▶ Activity:
Set down every record exactly as it appears.

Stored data
****

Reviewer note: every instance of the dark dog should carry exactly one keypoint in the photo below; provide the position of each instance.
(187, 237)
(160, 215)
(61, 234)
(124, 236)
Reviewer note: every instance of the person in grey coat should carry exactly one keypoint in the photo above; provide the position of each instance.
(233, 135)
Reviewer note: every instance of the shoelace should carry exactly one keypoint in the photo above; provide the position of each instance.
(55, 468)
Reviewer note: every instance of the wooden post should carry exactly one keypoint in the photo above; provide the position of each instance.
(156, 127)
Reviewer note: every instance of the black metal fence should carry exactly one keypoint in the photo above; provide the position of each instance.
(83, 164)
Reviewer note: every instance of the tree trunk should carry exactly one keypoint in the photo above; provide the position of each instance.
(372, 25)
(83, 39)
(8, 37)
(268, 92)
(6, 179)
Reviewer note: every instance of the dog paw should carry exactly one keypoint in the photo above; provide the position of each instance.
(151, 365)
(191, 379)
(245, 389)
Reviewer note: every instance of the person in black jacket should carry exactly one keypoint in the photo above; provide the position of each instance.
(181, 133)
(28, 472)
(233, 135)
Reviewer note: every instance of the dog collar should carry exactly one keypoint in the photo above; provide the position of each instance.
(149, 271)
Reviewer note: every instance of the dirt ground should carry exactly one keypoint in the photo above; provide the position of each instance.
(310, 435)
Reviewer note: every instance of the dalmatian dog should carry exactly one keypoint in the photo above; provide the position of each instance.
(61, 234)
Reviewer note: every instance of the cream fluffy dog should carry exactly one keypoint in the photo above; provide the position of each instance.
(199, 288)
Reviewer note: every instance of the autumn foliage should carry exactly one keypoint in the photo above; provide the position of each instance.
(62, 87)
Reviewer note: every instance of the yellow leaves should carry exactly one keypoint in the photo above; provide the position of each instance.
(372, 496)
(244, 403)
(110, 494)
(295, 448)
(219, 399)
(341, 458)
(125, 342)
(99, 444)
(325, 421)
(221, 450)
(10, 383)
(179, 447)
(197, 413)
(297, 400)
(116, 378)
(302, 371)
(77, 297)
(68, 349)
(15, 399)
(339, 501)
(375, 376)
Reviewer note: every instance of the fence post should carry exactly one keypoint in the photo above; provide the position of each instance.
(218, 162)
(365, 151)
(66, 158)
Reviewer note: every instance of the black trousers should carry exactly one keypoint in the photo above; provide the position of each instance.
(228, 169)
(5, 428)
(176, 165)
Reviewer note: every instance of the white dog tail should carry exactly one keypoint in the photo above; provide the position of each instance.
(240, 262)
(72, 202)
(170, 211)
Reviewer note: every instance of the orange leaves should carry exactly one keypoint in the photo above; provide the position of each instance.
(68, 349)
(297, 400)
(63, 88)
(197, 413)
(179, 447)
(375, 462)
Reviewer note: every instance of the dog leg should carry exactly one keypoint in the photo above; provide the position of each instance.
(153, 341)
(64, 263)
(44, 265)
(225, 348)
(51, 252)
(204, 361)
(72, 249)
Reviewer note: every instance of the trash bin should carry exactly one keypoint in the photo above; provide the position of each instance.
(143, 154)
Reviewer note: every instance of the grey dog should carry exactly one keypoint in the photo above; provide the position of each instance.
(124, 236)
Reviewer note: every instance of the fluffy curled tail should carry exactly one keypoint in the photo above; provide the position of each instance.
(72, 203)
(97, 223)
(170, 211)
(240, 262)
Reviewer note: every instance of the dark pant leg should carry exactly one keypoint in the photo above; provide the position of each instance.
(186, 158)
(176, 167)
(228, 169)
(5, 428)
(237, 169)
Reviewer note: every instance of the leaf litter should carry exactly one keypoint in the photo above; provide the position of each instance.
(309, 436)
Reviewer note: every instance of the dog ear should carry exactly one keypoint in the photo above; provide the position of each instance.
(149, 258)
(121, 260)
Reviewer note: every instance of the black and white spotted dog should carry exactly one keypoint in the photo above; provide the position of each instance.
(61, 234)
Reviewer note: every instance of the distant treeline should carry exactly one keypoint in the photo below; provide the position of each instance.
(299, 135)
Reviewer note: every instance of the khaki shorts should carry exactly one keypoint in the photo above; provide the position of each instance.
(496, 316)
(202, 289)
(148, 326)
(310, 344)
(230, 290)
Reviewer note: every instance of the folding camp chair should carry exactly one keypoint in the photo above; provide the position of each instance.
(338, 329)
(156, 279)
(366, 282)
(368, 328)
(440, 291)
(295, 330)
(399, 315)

****

▶ Reply:
Reviewer note: every instance of the dark dog should carry exactly one keypoint in the photo below; provide the position of each instance.
(187, 237)
(160, 215)
(61, 234)
(124, 236)
Reviewer note: every instance of the person in grey coat should carry exactly one keypoint in the photo above; provide the position of each instance.
(233, 135)
Reviewer note: every instance of the shoelace should carry exactly one keypoint in the photo above; provide the position of each instance.
(55, 468)
Reviewer note: every instance of the wooden post should carry exactly one keypoint in the photo above; provide the position of each instance.
(156, 127)
Reviewer note: every instance of the black metal fence should carry exactly one keypoint in the photo above; provide the position of each instance.
(83, 164)
Reviewer note: every instance of the tree trunk should carry exactly one keypoint in the photo above; provide the position of each instance.
(372, 25)
(83, 39)
(8, 37)
(268, 92)
(6, 179)
Reviewer note: every instance of the dog paw should carry exactly one keypoint in the photo above; provide the position of each instance.
(151, 365)
(191, 379)
(245, 389)
Reviewer note: every instance of the person in black jacket should carry exactly one keypoint in the photo above; provide the position of each instance.
(181, 133)
(28, 472)
(233, 135)
Reviewer note: every instance of the dog collar should carry exactly one keypoint in the photo above; provide the position of each instance.
(149, 271)
Reviewer note: every instance of the dirt ground should carry exactly one keypoint in the photo above; provide the position of each instance.
(310, 435)
Reviewer note: every instance of the dalmatian dog should carry exactly one keypoint in the photo above; provide the position of each instance.
(61, 234)
Reviewer note: every instance of the cream fluffy dog should carry exactly one keypoint in the photo above; provide the position of each instance.
(199, 288)
Reviewer note: every instance of the autumn foliage should carry exactly one keypoint in the photo above; provide the position of each instance.
(62, 87)
Reviewer note: every instance of the yellow leaves should carry exactly one keypoint in the photo above; provide the position of each instance.
(372, 496)
(244, 403)
(110, 494)
(295, 448)
(219, 399)
(341, 458)
(125, 342)
(99, 444)
(325, 421)
(221, 450)
(10, 383)
(179, 447)
(197, 413)
(297, 400)
(116, 378)
(302, 371)
(77, 297)
(68, 349)
(15, 399)
(339, 501)
(375, 376)
Reviewer note: every instance of the fence post should carry exactly one keypoint in the photo above; provide the position of each instance.
(218, 162)
(365, 151)
(66, 158)
Reviewer note: every instance of the black trousers should carry exactly one keypoint in the photo above; provide the position of each instance.
(228, 169)
(5, 428)
(176, 165)
Reviewer note: every instance of the white dog tail should carry exactly one keypoint in the photo above; provide the position of each instance.
(240, 262)
(72, 202)
(170, 211)
Reviewer note: every instance of the orange leaves should carry exactly one keypoint in the photo above; provide the position of each instance.
(68, 349)
(297, 400)
(63, 88)
(197, 413)
(179, 447)
(375, 462)
Reviewer note: every instance of the dog leg should carry exactly one keypoint in the photo above; provide the position of each instance.
(153, 341)
(64, 263)
(44, 265)
(225, 348)
(51, 252)
(204, 361)
(72, 249)
Reviewer note: every instance of the trash bin should carry exactly one keypoint in the photo above; provide the position of each instance.
(143, 154)
Reviewer note: every instance of the grey dog should carry exactly one keypoint in the photo above; provide the position of each instance.
(124, 236)
Reviewer note: every instance of the fluffy curled tail should carry exactly one keypoint in the photo above; provide the position of each instance.
(72, 203)
(97, 223)
(170, 211)
(240, 262)
Reviewer note: every instance of the dark pant leg should carry exactly one keypoint in the photo above; provide the position of each instance.
(186, 158)
(176, 167)
(228, 169)
(5, 428)
(237, 169)
Reviewer note: every instance of the leaf litter should carry exactly one keypoint in the photo above; provide the position of each instance.
(309, 436)
Reviewer note: every instance of the dog ear should carry exactly one keypoint in the photo above; provide the position of each instance.
(149, 258)
(121, 260)
Reviewer note: every instance of the black and white spotted dog should carry exactly one keypoint in the photo above; provide the position of each instance.
(61, 234)
Reviewer note: every instance of the distant treeline should carry exactly one keypoint in the photo below; provide the position of each instance.
(299, 135)
Reviewer note: every instance of the khaki shorts should carry exactly one keypoint in the photo above; provide the position of each instance.
(496, 316)
(202, 289)
(148, 326)
(310, 344)
(230, 290)
Reviewer note: every instance of the folding camp chair should carry exactly one keypoint in the photo above; provide the position of each instance.
(338, 329)
(156, 279)
(366, 282)
(368, 328)
(440, 291)
(295, 330)
(399, 315)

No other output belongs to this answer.